__What is needed__
Extract the lines of the material below, beginning with the line containing "For the evaluation set, tag every instance of the round" and continuing through the line containing "[[309, 238], [247, 238], [272, 252]]", and repeat them without any change.

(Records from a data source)
....................

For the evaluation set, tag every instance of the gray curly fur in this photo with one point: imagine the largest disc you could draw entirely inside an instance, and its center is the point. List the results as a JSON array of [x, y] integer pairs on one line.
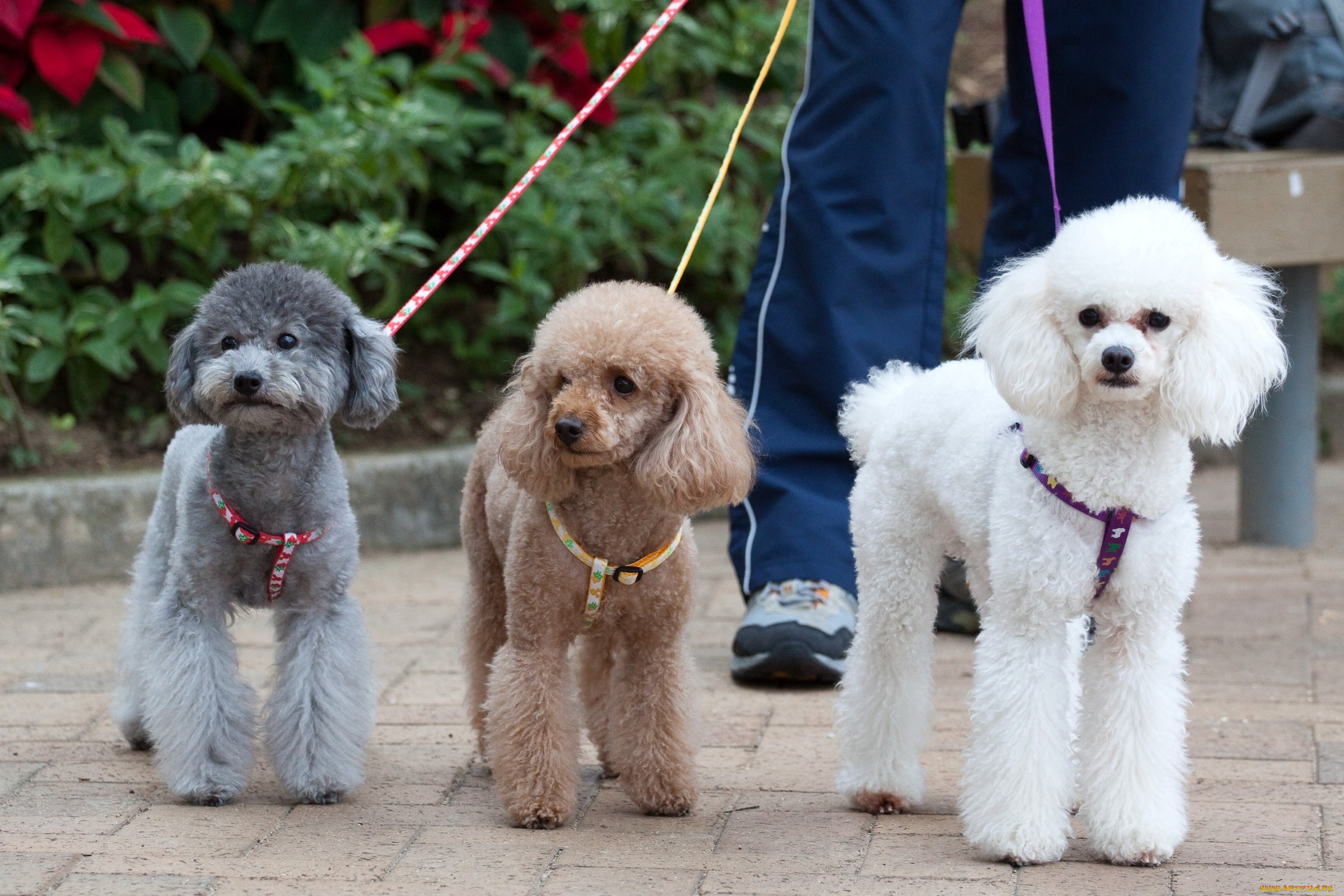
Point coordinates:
[[272, 456]]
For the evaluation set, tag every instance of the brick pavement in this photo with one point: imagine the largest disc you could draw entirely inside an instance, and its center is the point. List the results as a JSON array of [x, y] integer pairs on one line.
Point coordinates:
[[80, 813]]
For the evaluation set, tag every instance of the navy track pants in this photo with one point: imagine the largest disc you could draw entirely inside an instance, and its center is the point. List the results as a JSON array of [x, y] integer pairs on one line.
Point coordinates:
[[851, 268]]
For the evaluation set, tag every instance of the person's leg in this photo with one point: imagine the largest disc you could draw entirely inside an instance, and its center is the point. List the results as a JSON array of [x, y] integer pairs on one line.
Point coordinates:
[[1123, 95], [850, 274]]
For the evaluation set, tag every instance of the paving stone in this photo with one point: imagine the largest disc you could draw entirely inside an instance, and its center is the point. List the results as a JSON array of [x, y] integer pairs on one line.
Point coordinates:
[[1092, 879], [622, 881], [31, 874], [135, 886], [82, 813]]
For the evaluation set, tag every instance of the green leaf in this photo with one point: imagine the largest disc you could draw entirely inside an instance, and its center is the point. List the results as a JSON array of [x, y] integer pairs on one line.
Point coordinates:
[[58, 241], [91, 12], [198, 93], [428, 12], [187, 31], [113, 258], [113, 356], [507, 42], [104, 186], [311, 29], [45, 363], [123, 77], [227, 70], [88, 382]]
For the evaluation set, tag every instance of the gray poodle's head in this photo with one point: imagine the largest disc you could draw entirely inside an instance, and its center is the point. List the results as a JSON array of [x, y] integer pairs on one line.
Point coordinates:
[[280, 348]]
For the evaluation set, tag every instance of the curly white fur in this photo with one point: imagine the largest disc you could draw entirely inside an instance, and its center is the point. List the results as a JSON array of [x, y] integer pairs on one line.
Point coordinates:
[[940, 474]]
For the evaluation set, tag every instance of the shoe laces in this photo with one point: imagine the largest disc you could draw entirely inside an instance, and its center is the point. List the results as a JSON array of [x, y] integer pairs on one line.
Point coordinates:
[[803, 591]]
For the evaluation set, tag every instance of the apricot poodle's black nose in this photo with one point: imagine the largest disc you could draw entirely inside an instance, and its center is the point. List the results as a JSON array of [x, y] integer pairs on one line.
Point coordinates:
[[569, 429], [248, 383], [1117, 359]]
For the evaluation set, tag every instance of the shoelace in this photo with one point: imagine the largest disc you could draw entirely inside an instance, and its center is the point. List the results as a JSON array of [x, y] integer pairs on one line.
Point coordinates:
[[811, 593]]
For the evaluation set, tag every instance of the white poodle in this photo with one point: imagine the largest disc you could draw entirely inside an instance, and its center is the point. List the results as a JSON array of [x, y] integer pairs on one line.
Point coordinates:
[[1104, 355]]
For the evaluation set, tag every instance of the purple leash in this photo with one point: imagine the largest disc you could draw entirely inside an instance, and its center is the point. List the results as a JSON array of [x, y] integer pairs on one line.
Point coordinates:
[[1117, 520], [1034, 14]]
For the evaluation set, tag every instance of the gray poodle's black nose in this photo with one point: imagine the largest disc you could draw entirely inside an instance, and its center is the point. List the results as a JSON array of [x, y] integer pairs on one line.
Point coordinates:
[[569, 429], [248, 383], [1117, 359]]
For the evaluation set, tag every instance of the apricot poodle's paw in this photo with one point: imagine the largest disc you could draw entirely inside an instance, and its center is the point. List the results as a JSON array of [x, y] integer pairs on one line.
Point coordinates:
[[541, 814], [671, 805], [671, 794], [879, 802]]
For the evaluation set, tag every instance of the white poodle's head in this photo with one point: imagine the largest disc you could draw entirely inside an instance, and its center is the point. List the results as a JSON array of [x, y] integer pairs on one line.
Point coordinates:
[[1133, 302]]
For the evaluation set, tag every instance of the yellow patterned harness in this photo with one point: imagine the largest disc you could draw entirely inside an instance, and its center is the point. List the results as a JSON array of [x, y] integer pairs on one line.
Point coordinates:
[[626, 575]]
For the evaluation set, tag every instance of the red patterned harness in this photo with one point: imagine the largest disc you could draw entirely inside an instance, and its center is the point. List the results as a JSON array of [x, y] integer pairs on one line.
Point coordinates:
[[245, 534]]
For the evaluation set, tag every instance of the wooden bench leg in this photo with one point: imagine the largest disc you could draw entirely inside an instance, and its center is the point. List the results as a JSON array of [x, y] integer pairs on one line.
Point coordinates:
[[1280, 445]]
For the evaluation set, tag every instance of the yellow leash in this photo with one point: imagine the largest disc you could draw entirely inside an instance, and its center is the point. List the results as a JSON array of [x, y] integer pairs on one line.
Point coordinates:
[[733, 146]]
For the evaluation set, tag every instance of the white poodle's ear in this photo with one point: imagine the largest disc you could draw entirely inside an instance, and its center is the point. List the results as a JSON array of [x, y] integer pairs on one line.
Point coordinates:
[[1229, 356], [1029, 359]]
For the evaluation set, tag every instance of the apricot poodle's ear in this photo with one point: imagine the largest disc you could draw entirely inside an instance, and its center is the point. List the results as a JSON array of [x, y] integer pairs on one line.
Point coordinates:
[[1229, 358], [526, 453], [702, 457], [1029, 359]]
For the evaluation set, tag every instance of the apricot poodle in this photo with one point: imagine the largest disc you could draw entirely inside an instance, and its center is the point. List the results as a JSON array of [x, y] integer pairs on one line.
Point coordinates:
[[615, 430]]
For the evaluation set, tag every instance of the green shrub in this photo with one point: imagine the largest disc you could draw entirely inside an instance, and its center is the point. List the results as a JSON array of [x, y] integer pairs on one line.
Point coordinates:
[[374, 179]]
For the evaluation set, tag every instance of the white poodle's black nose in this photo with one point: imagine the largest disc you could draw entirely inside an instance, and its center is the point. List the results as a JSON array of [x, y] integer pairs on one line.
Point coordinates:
[[248, 383], [1117, 359], [569, 429]]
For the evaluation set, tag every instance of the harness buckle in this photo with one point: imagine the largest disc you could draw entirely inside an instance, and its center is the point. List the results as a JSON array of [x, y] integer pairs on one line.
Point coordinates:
[[244, 533], [629, 570]]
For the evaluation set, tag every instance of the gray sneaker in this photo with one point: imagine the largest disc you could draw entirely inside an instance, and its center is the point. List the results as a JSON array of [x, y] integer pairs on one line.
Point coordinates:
[[795, 631]]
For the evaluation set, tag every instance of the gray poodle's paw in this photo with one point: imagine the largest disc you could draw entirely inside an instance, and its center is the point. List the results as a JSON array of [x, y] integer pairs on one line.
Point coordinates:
[[213, 797], [321, 797]]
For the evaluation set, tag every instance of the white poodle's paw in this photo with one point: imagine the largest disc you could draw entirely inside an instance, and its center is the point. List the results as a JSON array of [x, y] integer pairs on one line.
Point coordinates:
[[1137, 848], [879, 802], [1022, 847]]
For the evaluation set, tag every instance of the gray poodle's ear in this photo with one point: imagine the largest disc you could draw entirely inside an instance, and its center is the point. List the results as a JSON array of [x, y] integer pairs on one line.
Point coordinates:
[[182, 378], [373, 374], [702, 459], [526, 453]]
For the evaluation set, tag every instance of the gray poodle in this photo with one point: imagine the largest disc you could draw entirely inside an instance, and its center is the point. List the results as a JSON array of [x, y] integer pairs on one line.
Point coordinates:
[[273, 354]]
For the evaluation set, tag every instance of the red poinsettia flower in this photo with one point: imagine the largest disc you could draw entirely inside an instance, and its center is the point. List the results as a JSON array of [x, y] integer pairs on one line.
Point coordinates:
[[395, 35], [132, 26], [565, 66], [15, 108], [66, 54], [565, 62], [17, 15]]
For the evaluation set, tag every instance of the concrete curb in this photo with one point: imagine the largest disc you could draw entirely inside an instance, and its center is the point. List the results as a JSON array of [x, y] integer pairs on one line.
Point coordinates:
[[68, 530]]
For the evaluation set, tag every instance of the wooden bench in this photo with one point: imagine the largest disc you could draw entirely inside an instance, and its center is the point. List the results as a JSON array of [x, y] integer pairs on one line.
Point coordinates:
[[1282, 210]]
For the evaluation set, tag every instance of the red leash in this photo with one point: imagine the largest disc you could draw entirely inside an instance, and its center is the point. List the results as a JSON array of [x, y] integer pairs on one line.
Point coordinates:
[[521, 187]]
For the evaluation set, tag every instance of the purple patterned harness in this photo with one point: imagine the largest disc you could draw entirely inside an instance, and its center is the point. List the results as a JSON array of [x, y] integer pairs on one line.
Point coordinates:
[[1117, 520]]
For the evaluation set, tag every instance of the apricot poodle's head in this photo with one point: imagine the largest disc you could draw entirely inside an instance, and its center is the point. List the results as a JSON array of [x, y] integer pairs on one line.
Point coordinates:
[[624, 374]]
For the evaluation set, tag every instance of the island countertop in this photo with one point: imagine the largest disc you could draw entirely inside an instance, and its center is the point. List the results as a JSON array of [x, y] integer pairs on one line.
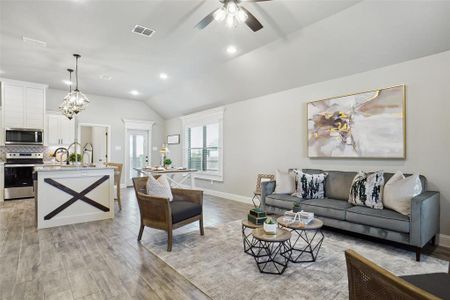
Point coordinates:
[[56, 167]]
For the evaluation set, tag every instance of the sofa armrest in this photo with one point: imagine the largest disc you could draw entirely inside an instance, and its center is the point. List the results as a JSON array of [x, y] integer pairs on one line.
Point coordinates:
[[425, 218], [267, 188]]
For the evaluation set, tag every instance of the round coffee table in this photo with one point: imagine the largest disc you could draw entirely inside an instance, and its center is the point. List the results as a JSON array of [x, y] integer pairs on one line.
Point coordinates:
[[309, 238], [247, 238], [272, 252]]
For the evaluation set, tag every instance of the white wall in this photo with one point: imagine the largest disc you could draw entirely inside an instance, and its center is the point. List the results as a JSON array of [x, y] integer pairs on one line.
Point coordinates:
[[267, 133], [111, 111]]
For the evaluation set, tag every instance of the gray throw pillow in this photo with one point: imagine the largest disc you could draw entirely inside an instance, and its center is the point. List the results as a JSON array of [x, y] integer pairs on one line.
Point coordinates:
[[367, 190], [310, 186]]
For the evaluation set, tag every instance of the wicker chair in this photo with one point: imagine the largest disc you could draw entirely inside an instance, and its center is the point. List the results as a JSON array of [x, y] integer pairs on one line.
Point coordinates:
[[257, 193], [117, 175], [160, 213], [366, 280]]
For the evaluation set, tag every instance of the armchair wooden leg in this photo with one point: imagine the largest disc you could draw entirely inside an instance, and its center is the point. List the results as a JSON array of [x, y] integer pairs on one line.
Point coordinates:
[[141, 230], [118, 197], [202, 232], [433, 241], [169, 240]]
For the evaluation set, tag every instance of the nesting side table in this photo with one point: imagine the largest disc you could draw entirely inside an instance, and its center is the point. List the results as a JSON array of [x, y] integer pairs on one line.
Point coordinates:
[[272, 252], [308, 239], [247, 237]]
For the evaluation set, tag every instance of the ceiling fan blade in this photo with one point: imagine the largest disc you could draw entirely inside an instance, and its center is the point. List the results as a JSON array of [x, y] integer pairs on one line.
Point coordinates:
[[251, 21], [206, 21]]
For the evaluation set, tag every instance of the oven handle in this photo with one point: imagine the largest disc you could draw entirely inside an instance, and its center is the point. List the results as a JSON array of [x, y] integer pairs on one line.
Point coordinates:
[[19, 165]]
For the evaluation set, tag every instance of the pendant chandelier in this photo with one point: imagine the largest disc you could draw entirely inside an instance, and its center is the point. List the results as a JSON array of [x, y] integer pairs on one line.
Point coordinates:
[[75, 101], [65, 108]]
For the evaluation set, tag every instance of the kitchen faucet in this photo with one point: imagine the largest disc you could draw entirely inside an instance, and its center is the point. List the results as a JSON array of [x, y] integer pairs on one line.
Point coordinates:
[[75, 144], [62, 149], [88, 148]]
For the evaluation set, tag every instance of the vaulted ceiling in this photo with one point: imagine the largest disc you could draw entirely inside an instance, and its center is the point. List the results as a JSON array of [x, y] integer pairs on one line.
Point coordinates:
[[302, 42]]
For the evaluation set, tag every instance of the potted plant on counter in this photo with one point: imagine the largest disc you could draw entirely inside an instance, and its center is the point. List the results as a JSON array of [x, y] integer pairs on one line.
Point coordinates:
[[270, 226], [167, 163], [75, 158]]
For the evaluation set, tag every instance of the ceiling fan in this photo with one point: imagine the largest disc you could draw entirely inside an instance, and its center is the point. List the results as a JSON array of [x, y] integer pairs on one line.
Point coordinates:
[[232, 13]]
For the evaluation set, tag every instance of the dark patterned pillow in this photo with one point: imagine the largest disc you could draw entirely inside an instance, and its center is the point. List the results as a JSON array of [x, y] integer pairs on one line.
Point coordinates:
[[310, 186], [367, 190]]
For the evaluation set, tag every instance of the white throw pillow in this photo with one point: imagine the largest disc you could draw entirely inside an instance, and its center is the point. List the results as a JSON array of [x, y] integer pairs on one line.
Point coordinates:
[[399, 190], [159, 187], [285, 182]]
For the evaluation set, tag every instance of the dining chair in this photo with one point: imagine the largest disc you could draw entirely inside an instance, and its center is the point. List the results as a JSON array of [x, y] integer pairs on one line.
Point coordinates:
[[117, 176], [367, 280]]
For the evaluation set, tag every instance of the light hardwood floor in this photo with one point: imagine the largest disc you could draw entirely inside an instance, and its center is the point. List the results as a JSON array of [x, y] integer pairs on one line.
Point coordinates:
[[98, 260]]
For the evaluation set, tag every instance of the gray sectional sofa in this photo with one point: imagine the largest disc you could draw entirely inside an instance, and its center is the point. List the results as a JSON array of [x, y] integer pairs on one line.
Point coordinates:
[[336, 212]]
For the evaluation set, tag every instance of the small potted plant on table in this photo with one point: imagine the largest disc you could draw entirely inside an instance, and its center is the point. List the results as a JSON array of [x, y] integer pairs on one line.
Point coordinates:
[[270, 226], [167, 163]]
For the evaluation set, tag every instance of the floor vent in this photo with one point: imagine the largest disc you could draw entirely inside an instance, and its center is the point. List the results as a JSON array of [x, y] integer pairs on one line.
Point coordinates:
[[143, 30]]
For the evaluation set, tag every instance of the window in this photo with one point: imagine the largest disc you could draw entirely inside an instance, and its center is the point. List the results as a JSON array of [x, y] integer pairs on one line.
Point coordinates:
[[203, 143]]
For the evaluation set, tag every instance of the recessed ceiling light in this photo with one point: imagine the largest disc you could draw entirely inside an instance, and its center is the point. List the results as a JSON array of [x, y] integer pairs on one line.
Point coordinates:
[[231, 49], [105, 77], [163, 76], [34, 41], [138, 29]]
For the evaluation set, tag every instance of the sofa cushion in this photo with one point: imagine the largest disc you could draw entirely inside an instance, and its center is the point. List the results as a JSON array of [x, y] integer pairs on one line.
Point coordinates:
[[338, 183], [422, 178], [330, 208], [281, 201], [182, 210], [382, 218]]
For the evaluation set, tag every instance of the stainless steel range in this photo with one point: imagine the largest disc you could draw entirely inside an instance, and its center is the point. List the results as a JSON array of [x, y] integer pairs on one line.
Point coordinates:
[[19, 168]]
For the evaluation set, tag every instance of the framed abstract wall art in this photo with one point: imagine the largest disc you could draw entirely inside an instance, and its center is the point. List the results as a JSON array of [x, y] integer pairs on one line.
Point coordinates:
[[370, 124]]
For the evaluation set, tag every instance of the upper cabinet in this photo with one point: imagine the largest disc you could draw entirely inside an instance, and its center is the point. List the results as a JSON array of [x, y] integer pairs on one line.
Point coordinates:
[[59, 130], [23, 104]]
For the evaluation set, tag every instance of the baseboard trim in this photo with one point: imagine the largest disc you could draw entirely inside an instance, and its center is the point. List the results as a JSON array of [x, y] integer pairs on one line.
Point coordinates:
[[444, 240], [229, 196]]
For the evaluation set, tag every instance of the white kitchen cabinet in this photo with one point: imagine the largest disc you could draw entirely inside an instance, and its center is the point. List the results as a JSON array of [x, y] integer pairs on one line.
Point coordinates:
[[59, 130], [23, 104]]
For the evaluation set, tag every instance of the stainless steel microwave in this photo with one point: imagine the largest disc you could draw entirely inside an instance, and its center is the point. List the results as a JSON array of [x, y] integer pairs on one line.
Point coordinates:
[[24, 136]]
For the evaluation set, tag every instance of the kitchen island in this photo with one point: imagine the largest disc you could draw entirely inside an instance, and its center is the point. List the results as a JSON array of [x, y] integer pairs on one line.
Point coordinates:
[[69, 194]]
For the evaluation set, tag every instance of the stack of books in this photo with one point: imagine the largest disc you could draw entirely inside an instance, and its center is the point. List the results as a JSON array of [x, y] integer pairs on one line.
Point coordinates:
[[257, 216], [301, 217]]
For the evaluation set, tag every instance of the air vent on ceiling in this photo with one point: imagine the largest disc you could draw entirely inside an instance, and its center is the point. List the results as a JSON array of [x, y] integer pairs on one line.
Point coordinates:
[[143, 30]]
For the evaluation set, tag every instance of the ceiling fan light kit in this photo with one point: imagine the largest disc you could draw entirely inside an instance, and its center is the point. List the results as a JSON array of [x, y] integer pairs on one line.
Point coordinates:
[[233, 14]]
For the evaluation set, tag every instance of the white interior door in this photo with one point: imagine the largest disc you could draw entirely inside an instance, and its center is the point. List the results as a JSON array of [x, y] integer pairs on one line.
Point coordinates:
[[137, 152]]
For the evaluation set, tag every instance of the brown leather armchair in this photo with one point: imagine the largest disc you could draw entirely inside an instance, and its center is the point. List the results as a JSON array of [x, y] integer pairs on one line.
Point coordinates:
[[160, 213]]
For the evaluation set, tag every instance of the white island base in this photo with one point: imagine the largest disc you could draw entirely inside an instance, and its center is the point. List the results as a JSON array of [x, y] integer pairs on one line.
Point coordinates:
[[69, 195]]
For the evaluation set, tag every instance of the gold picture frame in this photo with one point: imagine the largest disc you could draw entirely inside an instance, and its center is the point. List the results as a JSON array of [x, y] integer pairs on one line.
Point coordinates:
[[383, 109]]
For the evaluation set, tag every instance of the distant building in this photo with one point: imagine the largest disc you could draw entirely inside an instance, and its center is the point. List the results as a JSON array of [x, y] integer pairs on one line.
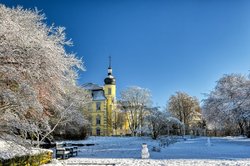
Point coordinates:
[[105, 118]]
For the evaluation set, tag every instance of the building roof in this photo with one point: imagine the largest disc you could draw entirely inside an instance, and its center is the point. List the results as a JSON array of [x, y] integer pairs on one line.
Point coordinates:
[[98, 95], [91, 86]]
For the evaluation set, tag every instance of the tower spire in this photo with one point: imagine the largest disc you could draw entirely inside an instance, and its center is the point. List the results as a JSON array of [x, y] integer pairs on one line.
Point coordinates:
[[110, 79], [109, 62], [109, 69]]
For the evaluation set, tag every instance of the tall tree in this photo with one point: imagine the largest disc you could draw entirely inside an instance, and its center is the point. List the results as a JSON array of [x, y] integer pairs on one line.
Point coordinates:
[[35, 72], [186, 108], [227, 106], [135, 101]]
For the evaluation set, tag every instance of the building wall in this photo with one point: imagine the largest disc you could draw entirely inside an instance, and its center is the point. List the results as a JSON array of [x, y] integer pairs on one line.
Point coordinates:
[[101, 113]]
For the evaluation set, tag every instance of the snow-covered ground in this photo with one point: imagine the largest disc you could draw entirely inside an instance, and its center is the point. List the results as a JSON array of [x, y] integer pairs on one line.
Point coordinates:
[[121, 151], [10, 149]]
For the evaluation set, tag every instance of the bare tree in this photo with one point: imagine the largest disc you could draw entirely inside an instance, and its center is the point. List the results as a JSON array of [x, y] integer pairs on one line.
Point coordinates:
[[159, 122], [35, 74], [135, 101], [185, 108], [227, 106]]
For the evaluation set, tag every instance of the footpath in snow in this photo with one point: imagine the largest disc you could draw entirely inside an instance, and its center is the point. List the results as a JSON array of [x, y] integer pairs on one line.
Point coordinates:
[[127, 151]]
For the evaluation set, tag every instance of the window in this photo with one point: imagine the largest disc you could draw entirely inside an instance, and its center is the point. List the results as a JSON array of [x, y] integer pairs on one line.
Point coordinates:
[[98, 120], [98, 106], [98, 132], [109, 91]]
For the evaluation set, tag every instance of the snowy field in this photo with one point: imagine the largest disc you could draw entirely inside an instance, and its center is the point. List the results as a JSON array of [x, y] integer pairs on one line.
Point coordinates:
[[121, 151]]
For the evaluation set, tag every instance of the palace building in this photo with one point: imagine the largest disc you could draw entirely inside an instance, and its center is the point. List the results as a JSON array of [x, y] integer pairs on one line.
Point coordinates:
[[105, 118]]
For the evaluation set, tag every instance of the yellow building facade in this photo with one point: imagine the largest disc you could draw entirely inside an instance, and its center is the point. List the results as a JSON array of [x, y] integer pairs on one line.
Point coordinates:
[[102, 111]]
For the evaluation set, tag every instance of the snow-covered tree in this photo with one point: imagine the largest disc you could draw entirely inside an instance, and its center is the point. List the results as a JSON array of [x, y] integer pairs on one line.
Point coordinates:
[[35, 73], [135, 101], [159, 122], [227, 106], [186, 108]]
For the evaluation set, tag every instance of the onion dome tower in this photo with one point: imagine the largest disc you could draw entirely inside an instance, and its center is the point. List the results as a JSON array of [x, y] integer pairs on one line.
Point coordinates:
[[110, 79]]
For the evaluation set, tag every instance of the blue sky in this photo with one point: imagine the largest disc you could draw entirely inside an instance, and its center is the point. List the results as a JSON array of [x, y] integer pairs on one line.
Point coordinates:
[[163, 45]]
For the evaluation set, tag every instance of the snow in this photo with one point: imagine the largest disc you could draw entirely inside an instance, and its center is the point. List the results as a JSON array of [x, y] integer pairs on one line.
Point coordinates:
[[123, 151], [10, 149]]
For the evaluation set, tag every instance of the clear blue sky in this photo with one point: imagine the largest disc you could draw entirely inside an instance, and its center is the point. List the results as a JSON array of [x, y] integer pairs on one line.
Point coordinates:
[[165, 45]]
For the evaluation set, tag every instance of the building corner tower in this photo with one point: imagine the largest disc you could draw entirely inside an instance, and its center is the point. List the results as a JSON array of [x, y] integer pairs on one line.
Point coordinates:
[[110, 94]]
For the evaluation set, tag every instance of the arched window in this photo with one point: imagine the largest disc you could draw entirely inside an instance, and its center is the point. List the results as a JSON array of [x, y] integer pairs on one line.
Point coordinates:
[[98, 131], [98, 120]]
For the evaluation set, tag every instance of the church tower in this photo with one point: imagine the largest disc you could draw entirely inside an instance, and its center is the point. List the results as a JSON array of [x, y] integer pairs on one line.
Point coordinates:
[[110, 94]]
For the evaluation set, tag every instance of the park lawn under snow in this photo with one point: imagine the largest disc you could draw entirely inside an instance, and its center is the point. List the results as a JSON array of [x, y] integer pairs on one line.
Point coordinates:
[[127, 151]]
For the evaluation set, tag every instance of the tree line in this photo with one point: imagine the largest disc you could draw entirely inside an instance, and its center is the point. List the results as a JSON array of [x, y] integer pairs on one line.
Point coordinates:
[[38, 91]]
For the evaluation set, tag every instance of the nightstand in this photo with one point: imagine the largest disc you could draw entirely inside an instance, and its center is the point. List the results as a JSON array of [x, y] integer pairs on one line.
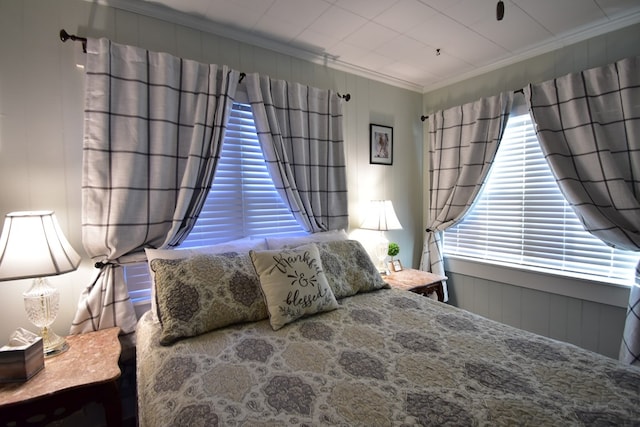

....................

__Complete response__
For the evaluation set, tag every instance of the round coffee table in this photo with one point: imagine the largest disc you could draw entirely inside an instance, and its center is the point. List the results as a JSON array of [x, y] integer pairs on one line.
Point coordinates:
[[309, 238], [247, 238], [272, 252]]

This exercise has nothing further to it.